[Excerpts from segmentation records]
────────────────────

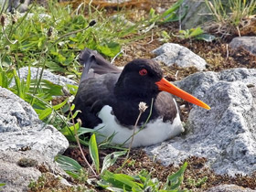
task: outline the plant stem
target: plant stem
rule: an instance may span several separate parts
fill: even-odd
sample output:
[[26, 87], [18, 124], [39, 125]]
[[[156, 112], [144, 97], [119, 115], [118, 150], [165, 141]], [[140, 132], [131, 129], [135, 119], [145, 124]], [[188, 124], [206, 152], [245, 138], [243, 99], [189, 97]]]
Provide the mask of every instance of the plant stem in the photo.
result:
[[129, 155], [130, 155], [131, 148], [132, 148], [133, 142], [134, 135], [135, 135], [135, 130], [136, 130], [137, 124], [138, 124], [138, 123], [139, 123], [139, 120], [140, 120], [140, 118], [141, 118], [143, 112], [144, 112], [140, 111], [140, 113], [139, 113], [138, 118], [137, 118], [136, 123], [135, 123], [135, 125], [134, 125], [134, 127], [133, 127], [133, 135], [132, 135], [132, 141], [131, 141], [131, 143], [130, 143], [130, 144], [129, 144], [129, 149], [128, 149], [128, 152], [127, 152], [126, 159], [129, 158]]
[[[71, 116], [73, 116], [72, 112], [71, 112]], [[85, 163], [87, 164], [87, 165], [90, 167], [90, 169], [91, 170], [91, 172], [93, 173], [93, 175], [94, 175], [96, 177], [98, 177], [98, 175], [97, 175], [96, 172], [93, 170], [93, 168], [92, 168], [91, 165], [89, 164], [89, 162], [87, 161], [87, 159], [86, 159], [86, 157], [85, 157], [85, 155], [84, 155], [84, 153], [83, 153], [82, 148], [81, 148], [81, 146], [80, 146], [80, 138], [79, 138], [79, 136], [78, 136], [78, 132], [77, 132], [77, 129], [76, 129], [76, 126], [75, 126], [75, 120], [74, 120], [74, 118], [72, 118], [72, 123], [73, 123], [73, 126], [74, 126], [74, 133], [75, 133], [74, 136], [75, 136], [76, 142], [77, 142], [77, 144], [78, 144], [78, 145], [79, 145], [79, 147], [80, 147], [80, 153], [81, 153], [82, 158], [83, 158], [83, 160], [85, 161]]]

────────────────────

◆ Description of the task ◆
Write out every line of the items above verbatim, leaving out the pictures.

◆ Worked answer ◆
task: outline the plant stem
target: plant stem
rule: an instance may span several separate parts
fill: even-odd
sample output:
[[26, 87], [18, 124], [39, 125]]
[[[156, 112], [144, 97], [119, 115], [118, 150], [165, 141]], [[140, 132], [131, 129], [135, 119], [145, 124]], [[188, 124], [206, 152], [245, 138], [243, 99], [189, 97]]]
Provide the mask of every instance of the plant stem in the photo.
result:
[[129, 155], [130, 155], [131, 148], [132, 148], [133, 142], [134, 135], [135, 135], [135, 130], [136, 130], [137, 124], [138, 124], [138, 123], [139, 123], [139, 120], [140, 120], [140, 118], [141, 118], [143, 112], [144, 112], [140, 111], [140, 113], [139, 113], [138, 118], [137, 118], [136, 123], [135, 123], [135, 125], [134, 125], [134, 127], [133, 127], [133, 135], [132, 135], [132, 141], [131, 141], [131, 143], [130, 143], [130, 144], [129, 144], [129, 149], [128, 149], [128, 152], [127, 152], [126, 159], [129, 158]]
[[[71, 116], [73, 116], [72, 112], [71, 112]], [[85, 163], [87, 164], [87, 165], [90, 167], [90, 169], [91, 170], [91, 172], [93, 173], [93, 175], [94, 175], [96, 177], [98, 177], [98, 175], [97, 175], [96, 172], [93, 170], [93, 168], [92, 168], [91, 165], [89, 164], [89, 162], [87, 161], [87, 159], [86, 159], [86, 157], [85, 157], [85, 155], [84, 155], [84, 153], [83, 153], [82, 148], [81, 148], [81, 146], [80, 146], [80, 138], [79, 138], [79, 136], [78, 136], [78, 132], [77, 132], [77, 129], [76, 129], [76, 126], [75, 126], [75, 120], [74, 120], [74, 118], [72, 118], [72, 123], [73, 123], [73, 126], [74, 126], [74, 133], [75, 133], [74, 136], [75, 136], [76, 142], [77, 142], [77, 144], [78, 144], [78, 145], [79, 145], [79, 147], [80, 147], [80, 153], [81, 153], [82, 158], [83, 158], [83, 160], [85, 161]]]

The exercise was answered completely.